Objective =>
Copy out every line in the records below that contains the string "bell". Matches are case-sensitive.

Information provided =>
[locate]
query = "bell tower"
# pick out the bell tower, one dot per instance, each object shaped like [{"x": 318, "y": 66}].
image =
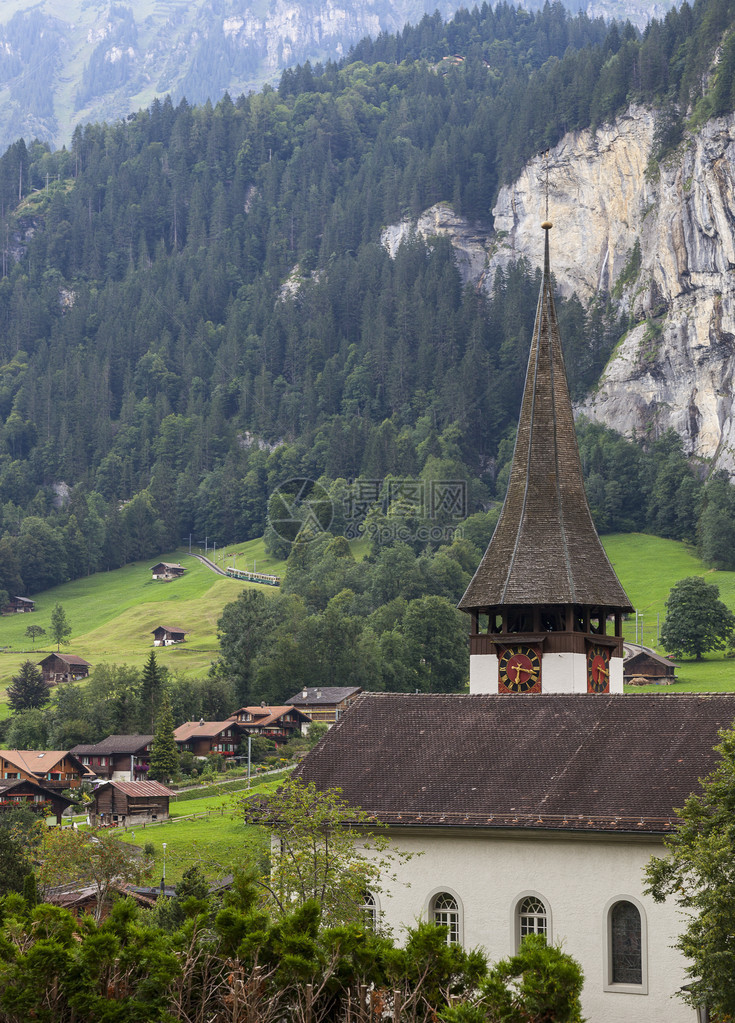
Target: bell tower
[{"x": 546, "y": 605}]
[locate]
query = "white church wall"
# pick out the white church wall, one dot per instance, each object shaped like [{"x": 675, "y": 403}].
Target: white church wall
[
  {"x": 578, "y": 880},
  {"x": 560, "y": 673}
]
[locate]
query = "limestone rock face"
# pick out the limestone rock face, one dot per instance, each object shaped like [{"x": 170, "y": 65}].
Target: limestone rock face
[{"x": 660, "y": 240}]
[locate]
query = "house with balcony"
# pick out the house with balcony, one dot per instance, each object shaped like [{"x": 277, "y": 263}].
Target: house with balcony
[
  {"x": 54, "y": 769},
  {"x": 325, "y": 703},
  {"x": 118, "y": 758},
  {"x": 203, "y": 738},
  {"x": 276, "y": 723}
]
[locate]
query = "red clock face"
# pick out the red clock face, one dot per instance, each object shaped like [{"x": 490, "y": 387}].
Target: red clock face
[
  {"x": 519, "y": 670},
  {"x": 598, "y": 670}
]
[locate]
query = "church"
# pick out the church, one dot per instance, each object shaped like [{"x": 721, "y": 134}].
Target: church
[{"x": 533, "y": 803}]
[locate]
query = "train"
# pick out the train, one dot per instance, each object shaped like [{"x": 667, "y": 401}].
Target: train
[{"x": 261, "y": 577}]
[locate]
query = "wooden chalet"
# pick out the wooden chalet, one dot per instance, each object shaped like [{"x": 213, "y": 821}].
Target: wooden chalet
[
  {"x": 130, "y": 803},
  {"x": 646, "y": 668},
  {"x": 277, "y": 723},
  {"x": 41, "y": 797},
  {"x": 18, "y": 606},
  {"x": 168, "y": 635},
  {"x": 118, "y": 758},
  {"x": 165, "y": 571},
  {"x": 203, "y": 738},
  {"x": 56, "y": 769},
  {"x": 63, "y": 668},
  {"x": 325, "y": 703}
]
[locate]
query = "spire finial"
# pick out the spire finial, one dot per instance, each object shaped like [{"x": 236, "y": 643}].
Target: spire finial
[{"x": 547, "y": 225}]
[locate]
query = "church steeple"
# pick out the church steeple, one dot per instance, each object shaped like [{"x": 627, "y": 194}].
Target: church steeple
[{"x": 545, "y": 583}]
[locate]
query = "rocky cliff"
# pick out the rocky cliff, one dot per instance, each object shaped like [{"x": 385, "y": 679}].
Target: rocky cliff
[{"x": 658, "y": 238}]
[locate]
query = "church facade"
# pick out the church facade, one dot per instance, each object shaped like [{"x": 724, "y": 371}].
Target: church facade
[{"x": 533, "y": 803}]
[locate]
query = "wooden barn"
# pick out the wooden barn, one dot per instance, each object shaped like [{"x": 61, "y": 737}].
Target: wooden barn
[
  {"x": 168, "y": 635},
  {"x": 650, "y": 668},
  {"x": 130, "y": 803},
  {"x": 41, "y": 797},
  {"x": 63, "y": 668},
  {"x": 18, "y": 606},
  {"x": 166, "y": 571}
]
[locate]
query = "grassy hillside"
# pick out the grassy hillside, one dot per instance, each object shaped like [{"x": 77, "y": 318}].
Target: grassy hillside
[
  {"x": 113, "y": 614},
  {"x": 648, "y": 567}
]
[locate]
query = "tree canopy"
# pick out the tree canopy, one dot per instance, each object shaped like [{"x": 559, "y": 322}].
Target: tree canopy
[{"x": 696, "y": 620}]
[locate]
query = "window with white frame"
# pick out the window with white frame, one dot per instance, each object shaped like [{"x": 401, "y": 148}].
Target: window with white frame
[
  {"x": 625, "y": 946},
  {"x": 445, "y": 913},
  {"x": 532, "y": 917},
  {"x": 370, "y": 910},
  {"x": 625, "y": 940}
]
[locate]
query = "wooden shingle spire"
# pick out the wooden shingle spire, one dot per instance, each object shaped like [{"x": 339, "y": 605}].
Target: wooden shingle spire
[{"x": 546, "y": 549}]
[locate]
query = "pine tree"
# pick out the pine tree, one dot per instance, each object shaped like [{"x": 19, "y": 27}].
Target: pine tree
[
  {"x": 152, "y": 686},
  {"x": 164, "y": 753},
  {"x": 28, "y": 688},
  {"x": 60, "y": 628}
]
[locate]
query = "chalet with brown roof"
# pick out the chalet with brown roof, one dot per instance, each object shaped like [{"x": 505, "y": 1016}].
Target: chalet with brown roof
[
  {"x": 165, "y": 571},
  {"x": 118, "y": 758},
  {"x": 41, "y": 797},
  {"x": 18, "y": 606},
  {"x": 130, "y": 803},
  {"x": 535, "y": 810},
  {"x": 54, "y": 768},
  {"x": 644, "y": 667},
  {"x": 168, "y": 635},
  {"x": 325, "y": 703},
  {"x": 203, "y": 738},
  {"x": 63, "y": 668},
  {"x": 276, "y": 723}
]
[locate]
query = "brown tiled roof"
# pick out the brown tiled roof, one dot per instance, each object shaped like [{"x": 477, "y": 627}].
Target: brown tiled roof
[
  {"x": 546, "y": 549},
  {"x": 139, "y": 788},
  {"x": 208, "y": 728},
  {"x": 562, "y": 762},
  {"x": 329, "y": 695},
  {"x": 68, "y": 659},
  {"x": 114, "y": 744}
]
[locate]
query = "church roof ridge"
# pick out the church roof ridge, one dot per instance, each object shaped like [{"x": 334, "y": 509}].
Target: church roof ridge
[{"x": 545, "y": 549}]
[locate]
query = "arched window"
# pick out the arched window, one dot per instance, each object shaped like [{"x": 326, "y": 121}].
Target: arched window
[
  {"x": 625, "y": 944},
  {"x": 531, "y": 917},
  {"x": 370, "y": 910},
  {"x": 445, "y": 913}
]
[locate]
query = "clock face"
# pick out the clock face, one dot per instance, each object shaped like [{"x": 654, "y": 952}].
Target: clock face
[
  {"x": 519, "y": 670},
  {"x": 598, "y": 669}
]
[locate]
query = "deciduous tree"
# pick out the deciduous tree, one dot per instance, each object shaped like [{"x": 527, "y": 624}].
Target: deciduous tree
[
  {"x": 28, "y": 688},
  {"x": 696, "y": 619}
]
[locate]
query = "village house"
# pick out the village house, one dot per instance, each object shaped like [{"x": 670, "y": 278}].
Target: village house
[
  {"x": 63, "y": 668},
  {"x": 57, "y": 769},
  {"x": 42, "y": 797},
  {"x": 118, "y": 758},
  {"x": 277, "y": 723},
  {"x": 167, "y": 570},
  {"x": 203, "y": 738},
  {"x": 18, "y": 606},
  {"x": 644, "y": 667},
  {"x": 168, "y": 635},
  {"x": 325, "y": 703},
  {"x": 130, "y": 803}
]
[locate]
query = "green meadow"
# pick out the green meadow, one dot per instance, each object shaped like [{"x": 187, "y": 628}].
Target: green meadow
[
  {"x": 648, "y": 567},
  {"x": 113, "y": 614}
]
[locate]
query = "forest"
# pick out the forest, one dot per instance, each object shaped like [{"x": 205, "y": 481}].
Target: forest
[{"x": 196, "y": 307}]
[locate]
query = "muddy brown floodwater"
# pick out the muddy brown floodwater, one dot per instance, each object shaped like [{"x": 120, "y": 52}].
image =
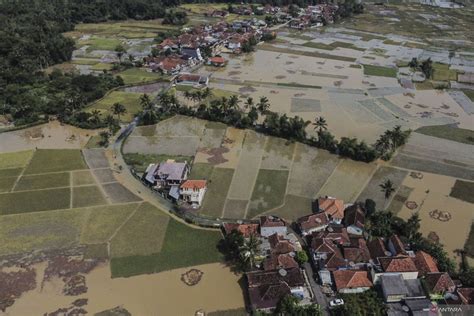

Solution for this problem =>
query = "bell tower"
# pick out the bell tower, one dot per instance, each object shaped like [{"x": 318, "y": 66}].
Target: bell tower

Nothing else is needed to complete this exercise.